> Document passage
When we first decided to do a top 10 post on movie villains, we were fairly sure we’d struggle to come up with a definitive 10. Great movie villains are in abundance, taking many different forms and resonating differently with each of us. When it came to it though, our initial list was only 30 villains. A quick poll, and a couple of tie breakers to work out, and we had our top 10!
As always, let us know your thoughts on this list and any that you feel we should have included!
10. Wicked Witch of the West (Wizard of Oz)
Lee: There are a couple of villains on this list from children’s movies, that have been around a while, and would therefore have scared you as a child, sticking in your mind ever since. The Wicked Witch of the West, portrayed by Margaret Hamilton, is one such villain – epitomising wickedness and even threatening to get poor little Toto the dog! It’s a character that still crops up to this day in various forms – Mila Kunis transformed into her, managing to both upset and terrify my young daughter, in prequel movie Oz: The Great and the Powerful and Rebecca Mader did a great job of playing her in Once Upon a Time, where she became an important and recurring character. Of course, she still can be seen (hopefully, once restrictions ease) in hit musical Wicked. She’s an iconic villain, one that’s endured more than 80 years. It’s just such a shame that she can be killed so easily with a bit of water…
Mary: I’ve recently read The Wizard of Oz and was shocked at how little the Wicked Witch appears in the book. The filmmakers were wise to extend the role for the film, Margaret Hamilton was not originally cast in the part but what she created became etched in time. She is one of the most iconic characters in movie history, someone who scares us when we are small and amuses us as we age hitting us with nostalgia. The Wizard of Oz is one of my favourite films and every scene in it makes me beam, thanks in no small part to The Wicked Witch.

> Information provided
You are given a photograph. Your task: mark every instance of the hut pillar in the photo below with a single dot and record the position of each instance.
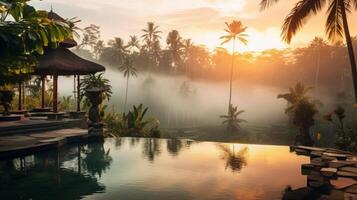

> Exercise requirements
In one to three sentences, explain why the movie villains post says the Wicked Witch of the West has stuck in viewers' minds. Answer using only the movie villains post.

> Task result
She comes from a children's movie that has been around a while, so she would have scared viewers when they were children. That fear has stayed in their minds ever since.